CHALLENGE: Put every line of the records below into a numbered list, skipping any blank lines and leaving the pictures out.
----
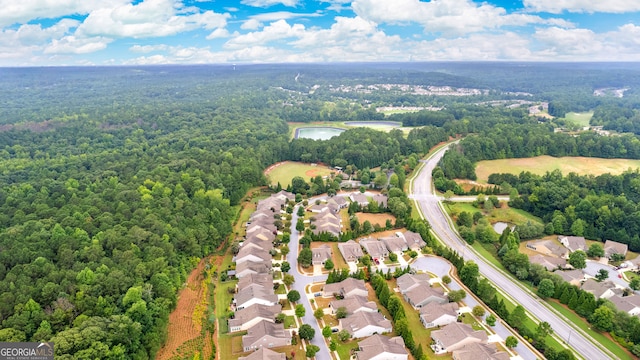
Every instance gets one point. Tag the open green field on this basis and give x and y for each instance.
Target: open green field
(283, 172)
(541, 164)
(581, 119)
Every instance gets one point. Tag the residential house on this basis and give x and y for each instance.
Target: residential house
(351, 251)
(424, 294)
(251, 267)
(548, 262)
(455, 336)
(629, 304)
(381, 200)
(266, 335)
(359, 198)
(250, 316)
(380, 347)
(613, 247)
(573, 277)
(573, 243)
(413, 240)
(407, 282)
(353, 304)
(264, 354)
(255, 294)
(252, 254)
(394, 244)
(374, 248)
(437, 314)
(548, 247)
(347, 288)
(601, 290)
(477, 351)
(321, 254)
(364, 323)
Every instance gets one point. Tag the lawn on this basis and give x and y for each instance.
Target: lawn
(283, 172)
(541, 164)
(581, 119)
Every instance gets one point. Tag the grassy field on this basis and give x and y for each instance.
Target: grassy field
(542, 164)
(581, 119)
(284, 172)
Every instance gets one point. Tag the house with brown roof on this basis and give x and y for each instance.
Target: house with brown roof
(249, 316)
(477, 351)
(438, 314)
(455, 336)
(407, 282)
(601, 290)
(573, 277)
(629, 304)
(251, 267)
(351, 251)
(414, 240)
(266, 335)
(613, 247)
(548, 247)
(264, 354)
(374, 248)
(394, 244)
(548, 262)
(424, 294)
(363, 323)
(380, 347)
(346, 288)
(321, 254)
(353, 304)
(573, 243)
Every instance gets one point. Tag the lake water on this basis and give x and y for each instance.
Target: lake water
(318, 133)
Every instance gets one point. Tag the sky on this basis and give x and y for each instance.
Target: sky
(125, 32)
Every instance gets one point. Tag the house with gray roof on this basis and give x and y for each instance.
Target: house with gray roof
(613, 247)
(380, 347)
(351, 251)
(266, 335)
(455, 336)
(364, 323)
(250, 316)
(321, 254)
(375, 248)
(347, 288)
(424, 294)
(477, 351)
(601, 290)
(251, 267)
(264, 354)
(573, 243)
(353, 304)
(438, 314)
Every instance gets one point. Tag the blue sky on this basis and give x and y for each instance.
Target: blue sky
(123, 32)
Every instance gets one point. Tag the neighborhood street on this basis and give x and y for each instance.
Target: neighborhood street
(422, 192)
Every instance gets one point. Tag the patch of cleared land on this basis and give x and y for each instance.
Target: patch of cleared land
(541, 164)
(581, 119)
(285, 171)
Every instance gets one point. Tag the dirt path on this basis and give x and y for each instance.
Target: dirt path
(181, 327)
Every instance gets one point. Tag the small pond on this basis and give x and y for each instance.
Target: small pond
(318, 133)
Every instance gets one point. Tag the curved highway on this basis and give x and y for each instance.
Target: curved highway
(429, 204)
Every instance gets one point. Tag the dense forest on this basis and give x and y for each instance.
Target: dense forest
(115, 181)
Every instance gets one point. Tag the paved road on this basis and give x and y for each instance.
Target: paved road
(301, 282)
(422, 191)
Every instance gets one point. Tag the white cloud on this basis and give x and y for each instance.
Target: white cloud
(588, 6)
(267, 3)
(150, 18)
(450, 17)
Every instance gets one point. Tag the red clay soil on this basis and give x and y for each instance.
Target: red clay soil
(181, 327)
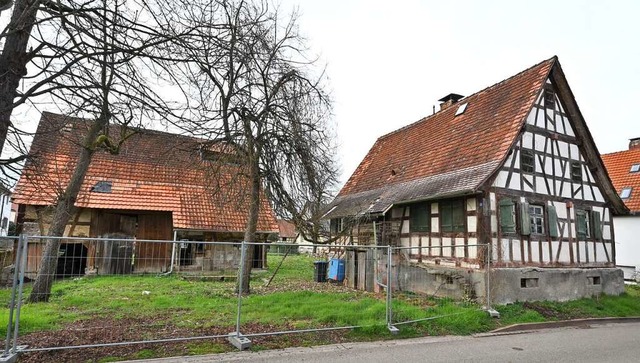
----
WRITTEN REPLY:
1. Every instance gets one point. Tag the open green field on this basis and give x and y for each instance.
2. Target: open green field
3. (283, 172)
4. (541, 164)
5. (581, 119)
6. Every instance gets one point. Tag the residential house on this basis and give x and y for each instance.
7. Target: residential house
8. (351, 251)
9. (424, 294)
10. (251, 267)
11. (548, 262)
12. (455, 336)
13. (629, 304)
14. (381, 200)
15. (266, 335)
16. (359, 198)
17. (250, 316)
18. (380, 347)
19. (613, 247)
20. (573, 277)
21. (573, 243)
22. (413, 240)
23. (407, 282)
24. (353, 304)
25. (264, 354)
26. (255, 294)
27. (252, 254)
28. (394, 244)
29. (374, 248)
30. (437, 314)
31. (548, 247)
32. (347, 288)
33. (601, 290)
34. (477, 351)
35. (321, 254)
36. (364, 323)
37. Every instance gets one point. Tag the lawn on this basis and give x and y for each instance.
38. Target: lawn
39. (283, 172)
40. (541, 164)
41. (581, 119)
42. Every instance gets one point. Tag the grassy field on this basis and give x and y for each instance.
43. Target: grassy field
44. (542, 164)
45. (581, 119)
46. (284, 172)
47. Every instance gets one point. Tag the house with brown roof on this basis and give x and y for each instance.
48. Target: house with brown roof
49. (249, 316)
50. (477, 351)
51. (438, 314)
52. (455, 336)
53. (407, 282)
54. (601, 290)
55. (573, 277)
56. (629, 304)
57. (251, 267)
58. (351, 251)
59. (414, 240)
60. (266, 335)
61. (613, 247)
62. (548, 247)
63. (264, 354)
64. (374, 248)
65. (394, 244)
66. (548, 262)
67. (424, 294)
68. (363, 323)
69. (380, 347)
70. (346, 288)
71. (321, 254)
72. (353, 304)
73. (573, 243)
74. Every instance gets one point. Tag the lake water on this basis and give x and y for each instance.
75. Target: lake water
76. (318, 133)
77. Every instance gets one point. Tag the sky on this basis and give x and y for each instance.
78. Target: sky
79. (125, 32)
80. Every instance gets one point. Tag the house with gray roof on this basis and give x and y for each instance.
81. Target: house with gray roof
82. (613, 247)
83. (380, 347)
84. (351, 251)
85. (266, 335)
86. (455, 336)
87. (364, 323)
88. (250, 316)
89. (321, 254)
90. (375, 248)
91. (347, 288)
92. (424, 294)
93. (477, 351)
94. (601, 290)
95. (251, 267)
96. (264, 354)
97. (573, 243)
98. (353, 304)
99. (438, 314)
100. Every instance gets one point. Tag the blue sky on this basis and give x and y for each instance.
101. Target: blue sky
102. (123, 32)
103. Every instance gets one point. Tag the neighborhood street on this basis and give x and y for each instance.
104. Target: neighborhood street
105. (422, 192)
106. Every instance gets one point. Tag the patch of cleared land on this basis and give x and y for each instance.
107. Target: patch of cleared land
108. (541, 164)
109. (581, 119)
110. (285, 171)
111. Every instance gets one point. Tag the dirt path on this basis and give x and y for each instance.
112. Target: dirt path
113. (181, 327)
114. Every instance gets one point. Tag the small pond on this basis and give x and y for each instance.
115. Target: small pond
116. (318, 133)
117. Every instance gets one point. Tag the curved highway on this basis and give x and y for each instance.
118. Target: curved highway
119. (429, 204)
120. Every instance gets one point. Tag the dense forest on this basis and give x and y for each instance.
121. Target: dense forest
122. (115, 181)
123. Every instance gets one point. Tag the paved road on this basis and give x and y for each instance.
124. Target: paved road
125. (301, 282)
126. (422, 191)
127. Every instance gets one point. Tag the white cloud on this basis and give x and y for each instance.
128. Target: white cloud
129. (588, 6)
130. (267, 3)
131. (150, 18)
132. (450, 17)
133. Every instance gets one point. Tag the red clay soil on this basis and give x and y for each instance.
134. Target: red clay soil
135. (181, 327)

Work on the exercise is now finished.